TASK BRIEF.
Please copy the entries from the start through the line containing "[[106, 7, 288, 194]]", requests included, and output only those lines. Scale each box coordinate in the answers by 1.6 and round to whole numbers, with halves going up, while the numbers in the requests and their format samples stay unchanged.

☆ ☆ ☆

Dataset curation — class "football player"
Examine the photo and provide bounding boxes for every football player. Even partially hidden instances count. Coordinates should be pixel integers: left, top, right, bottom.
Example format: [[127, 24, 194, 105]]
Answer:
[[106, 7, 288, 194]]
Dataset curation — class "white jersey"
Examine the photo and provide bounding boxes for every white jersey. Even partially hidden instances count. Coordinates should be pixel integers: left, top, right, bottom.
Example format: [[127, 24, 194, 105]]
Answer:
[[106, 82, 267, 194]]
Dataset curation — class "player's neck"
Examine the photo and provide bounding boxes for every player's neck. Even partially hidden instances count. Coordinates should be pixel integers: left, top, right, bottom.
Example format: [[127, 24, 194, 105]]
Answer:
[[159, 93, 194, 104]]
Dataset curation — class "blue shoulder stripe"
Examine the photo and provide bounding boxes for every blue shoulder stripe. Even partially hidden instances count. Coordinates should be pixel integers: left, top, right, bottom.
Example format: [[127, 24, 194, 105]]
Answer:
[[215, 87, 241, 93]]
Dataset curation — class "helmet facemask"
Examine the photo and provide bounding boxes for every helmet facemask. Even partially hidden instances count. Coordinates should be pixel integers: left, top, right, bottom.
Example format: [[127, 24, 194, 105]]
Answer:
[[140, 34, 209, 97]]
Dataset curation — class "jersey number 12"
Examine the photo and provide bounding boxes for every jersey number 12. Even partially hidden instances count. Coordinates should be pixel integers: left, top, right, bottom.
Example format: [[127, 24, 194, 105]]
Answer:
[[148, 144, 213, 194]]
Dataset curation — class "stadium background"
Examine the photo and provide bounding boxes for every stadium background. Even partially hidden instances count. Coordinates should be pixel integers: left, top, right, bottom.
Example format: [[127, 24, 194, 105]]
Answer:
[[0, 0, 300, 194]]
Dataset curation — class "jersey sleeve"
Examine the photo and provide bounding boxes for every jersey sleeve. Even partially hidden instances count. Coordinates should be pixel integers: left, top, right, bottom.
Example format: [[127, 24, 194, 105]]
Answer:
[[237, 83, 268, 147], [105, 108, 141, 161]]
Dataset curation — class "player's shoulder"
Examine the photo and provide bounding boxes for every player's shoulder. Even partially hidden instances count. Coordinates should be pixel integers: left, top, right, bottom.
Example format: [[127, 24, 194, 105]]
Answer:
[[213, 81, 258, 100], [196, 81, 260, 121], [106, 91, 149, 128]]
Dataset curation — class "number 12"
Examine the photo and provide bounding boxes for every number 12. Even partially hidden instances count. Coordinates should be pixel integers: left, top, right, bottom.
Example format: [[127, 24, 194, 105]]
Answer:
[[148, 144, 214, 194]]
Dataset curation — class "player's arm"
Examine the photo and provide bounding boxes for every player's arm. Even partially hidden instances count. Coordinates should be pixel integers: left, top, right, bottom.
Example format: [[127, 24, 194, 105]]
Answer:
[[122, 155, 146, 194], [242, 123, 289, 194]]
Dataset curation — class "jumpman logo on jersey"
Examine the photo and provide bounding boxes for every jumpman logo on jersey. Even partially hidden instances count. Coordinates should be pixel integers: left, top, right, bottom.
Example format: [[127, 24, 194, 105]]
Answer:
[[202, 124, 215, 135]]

☆ ☆ ☆

EXPECTED ANSWER.
Dataset curation — class "football player"
Examine the photo and provide bounding boxes for every football player. Even partially hidden instances count. Coordinates should be pixel integers: left, top, right, bottom.
Example format: [[127, 24, 194, 105]]
Answer:
[[170, 11, 461, 310]]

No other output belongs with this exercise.